TEXT BLOCK:
··········

But none of these conversations prepared me for the one I had earlier this week.

I spoke for less than half an hour Tuesday morning with Jerrilynn Patton, aka Jlin, a native of Gary, Indiana now in her mid-30s who, since she was 20, has reshaped the topography of electronic music. Her impact on the art has been seismic, and in 20 minutes she filled my brain with so much to think about, I thought my head might explode.

Jlin
Jlin

Jlin’s collaborative album “Perspective” with Third Coast Percussion earned her a nomination for the 2023 Pulitzer Prize for Music. And if you are lucky enough to experience Jlin’s and Third Coast’s separate live performances at Big Ears (plus a rumored joint appearance) at The Point on March 21 and 22, your head might explode too.

Jlin never went to music school. She plays no conventional instruments. She dropped out of Purdue University and held onto a job at US Steel for four years. She experimented with electronic composition for three years before she was sure about diving in, but as soon as she did, she was on a path that led directly to collaborations with Philip Glass and Bjork and a masterpiece score for British choreographer Wayne MacGregor.

··········

PROBLEMS AND TASKS:
1. In the Jlin profile, why did the writer feel their head might explode after the Tuesday morning conversation?
2. According to the Jlin profile, what earned her a nomination for the 2023 Pulitzer Prize for Music?
3. Proceed with the Jlin profile, writing on from its last sentence.

··········

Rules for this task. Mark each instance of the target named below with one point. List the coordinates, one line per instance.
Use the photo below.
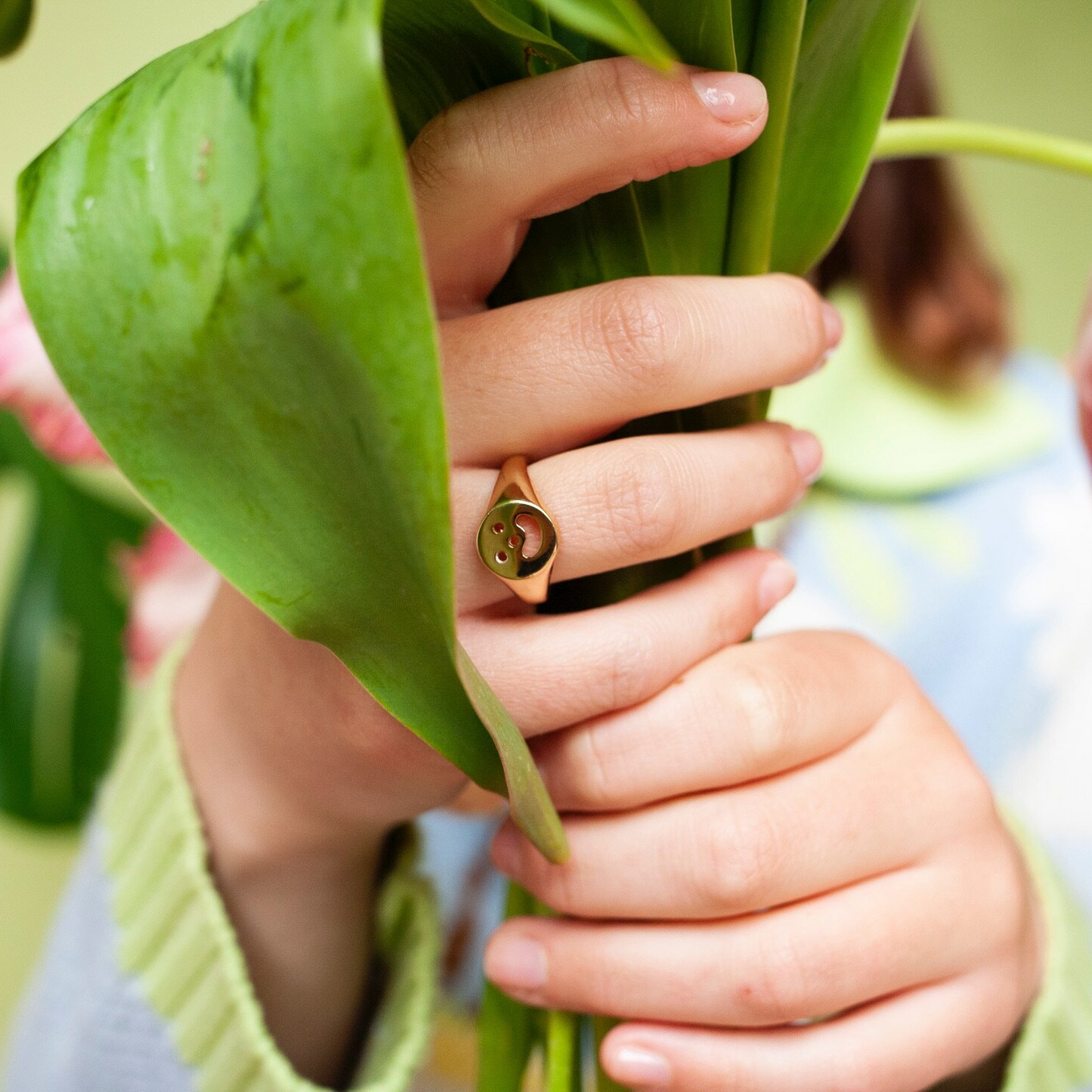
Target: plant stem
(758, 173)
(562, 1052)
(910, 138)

··········

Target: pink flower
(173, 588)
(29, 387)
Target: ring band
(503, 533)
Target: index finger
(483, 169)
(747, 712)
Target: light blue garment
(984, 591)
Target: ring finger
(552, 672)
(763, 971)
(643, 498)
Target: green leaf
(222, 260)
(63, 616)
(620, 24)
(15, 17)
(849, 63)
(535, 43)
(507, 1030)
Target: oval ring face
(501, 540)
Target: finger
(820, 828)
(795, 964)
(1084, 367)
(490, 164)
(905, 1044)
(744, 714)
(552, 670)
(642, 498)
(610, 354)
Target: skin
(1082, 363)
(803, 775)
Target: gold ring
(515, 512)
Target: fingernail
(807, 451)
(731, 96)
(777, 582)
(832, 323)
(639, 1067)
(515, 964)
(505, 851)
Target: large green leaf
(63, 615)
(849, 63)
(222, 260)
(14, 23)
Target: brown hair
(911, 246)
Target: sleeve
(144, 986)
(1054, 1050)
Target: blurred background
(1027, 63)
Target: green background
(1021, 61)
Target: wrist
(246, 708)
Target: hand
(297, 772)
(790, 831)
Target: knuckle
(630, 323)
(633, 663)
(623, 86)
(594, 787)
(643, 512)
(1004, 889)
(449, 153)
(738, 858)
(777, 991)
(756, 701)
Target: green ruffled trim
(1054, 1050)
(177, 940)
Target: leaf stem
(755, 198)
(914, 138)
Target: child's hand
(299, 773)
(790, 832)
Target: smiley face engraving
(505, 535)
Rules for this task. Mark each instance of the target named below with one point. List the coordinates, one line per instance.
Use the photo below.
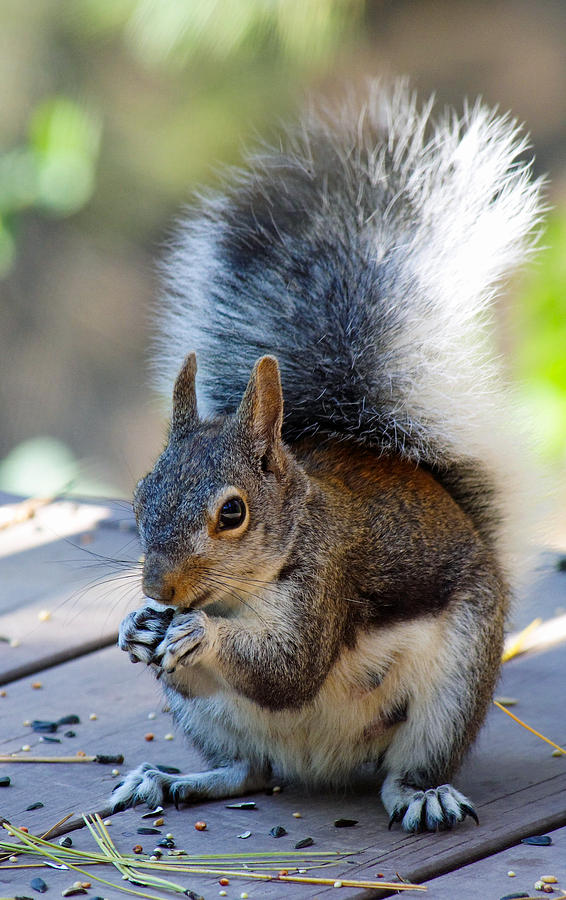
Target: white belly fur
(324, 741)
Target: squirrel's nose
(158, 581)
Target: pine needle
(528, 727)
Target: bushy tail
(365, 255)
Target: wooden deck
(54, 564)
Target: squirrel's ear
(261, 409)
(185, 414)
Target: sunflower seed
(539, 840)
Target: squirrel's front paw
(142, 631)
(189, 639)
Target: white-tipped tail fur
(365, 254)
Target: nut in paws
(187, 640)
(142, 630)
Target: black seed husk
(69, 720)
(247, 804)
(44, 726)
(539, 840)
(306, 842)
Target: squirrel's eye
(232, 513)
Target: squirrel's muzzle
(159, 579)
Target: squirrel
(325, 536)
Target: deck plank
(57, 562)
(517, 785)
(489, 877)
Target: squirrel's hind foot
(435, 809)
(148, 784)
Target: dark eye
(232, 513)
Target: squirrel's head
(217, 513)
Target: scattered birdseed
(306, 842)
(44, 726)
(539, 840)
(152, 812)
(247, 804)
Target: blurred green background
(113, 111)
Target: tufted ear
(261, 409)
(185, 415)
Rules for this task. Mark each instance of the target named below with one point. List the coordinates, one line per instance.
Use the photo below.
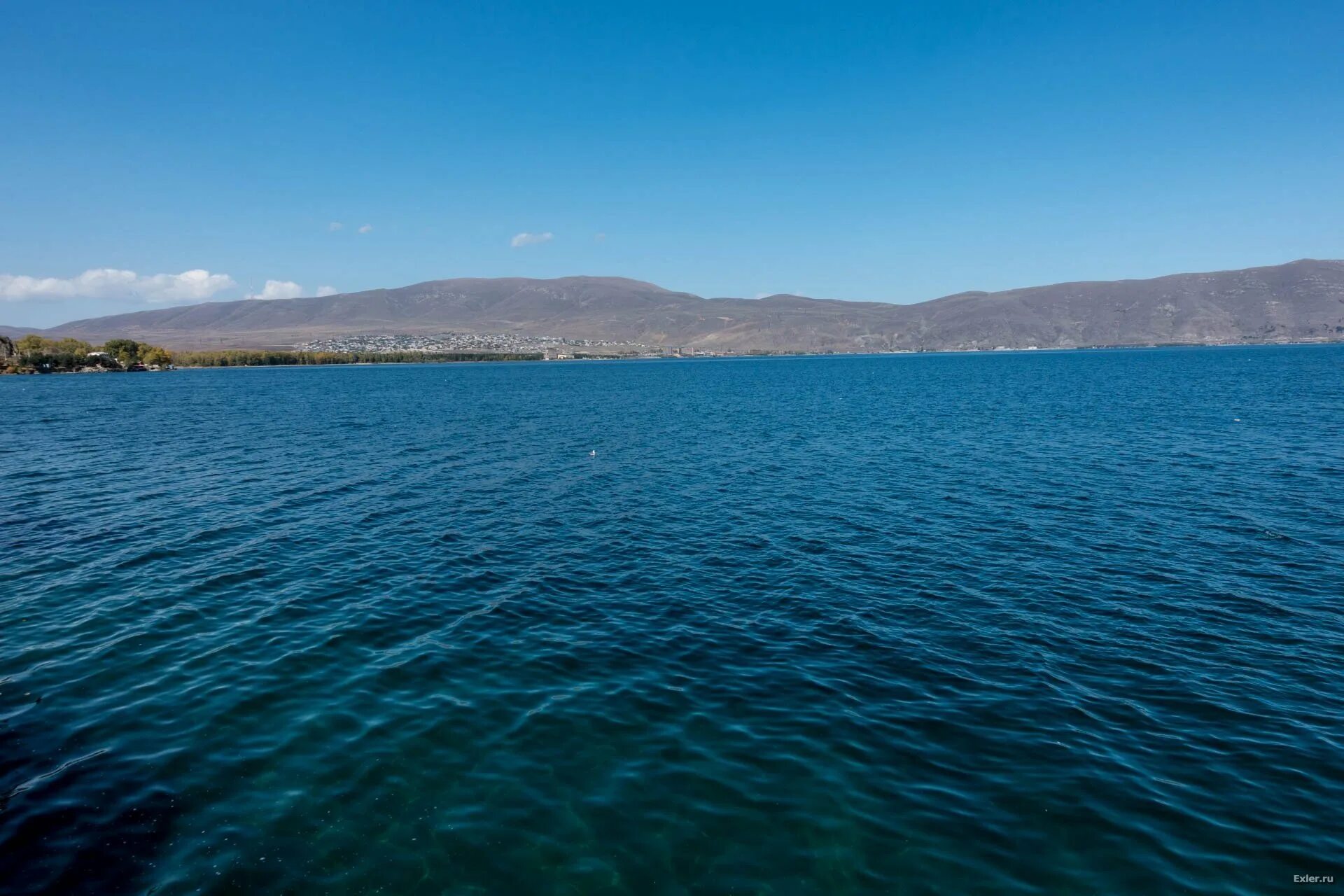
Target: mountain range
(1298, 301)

··········

ANSWERS TO EACH TASK:
1. In only 20 minutes, Jlin gave the writer so much to think about that it felt overwhelming.

2. Her collaborative album "Perspective" with Third Coast Percussion.

3.
Jlin, a math brainiac who crushed Advanced Placement calculus in high school, is the living embodiment of a curious observation by the great John Coltrane: she’s “starting in the middle of a musical sentence and moving in both directions at once.”

I told Jlin that, after listening over and over to “Perspective” and after interviewing Rob Dillon of the Third Coast ensemble, I simply could not figure out how they made the record.

She said she just started from scratch. She visited Third Coast’s Chicago studio for a couple of days and made “field recording” samples of the countless instruments she found there. Third Coast owns a priceless collection of instruments, from around the world and from weird places like Office Depot and Hobby Lobby.

Following her standard methodology, she went home to Gary with her computer bursting at the seams, and she wrote a series of 60-second demos from her bank of sound samples. She sent them back to Third Coast, and then she fleshed out the demos they found interesting. Then they recorded acoustic performances of her electronic compositions. And I think she is now working in the opposite direction, remixing electronic treatments of the Third Coast acoustic realizations. It’s like a musical Möbius strip.

I don’t know that anyone has ever produced an album with this sort of process before, but the result was brilliant. She said “I want you to feel like you’re right there when I made the music.” It earned Jlin the Pulitzer nomination, and I’ll tell you why.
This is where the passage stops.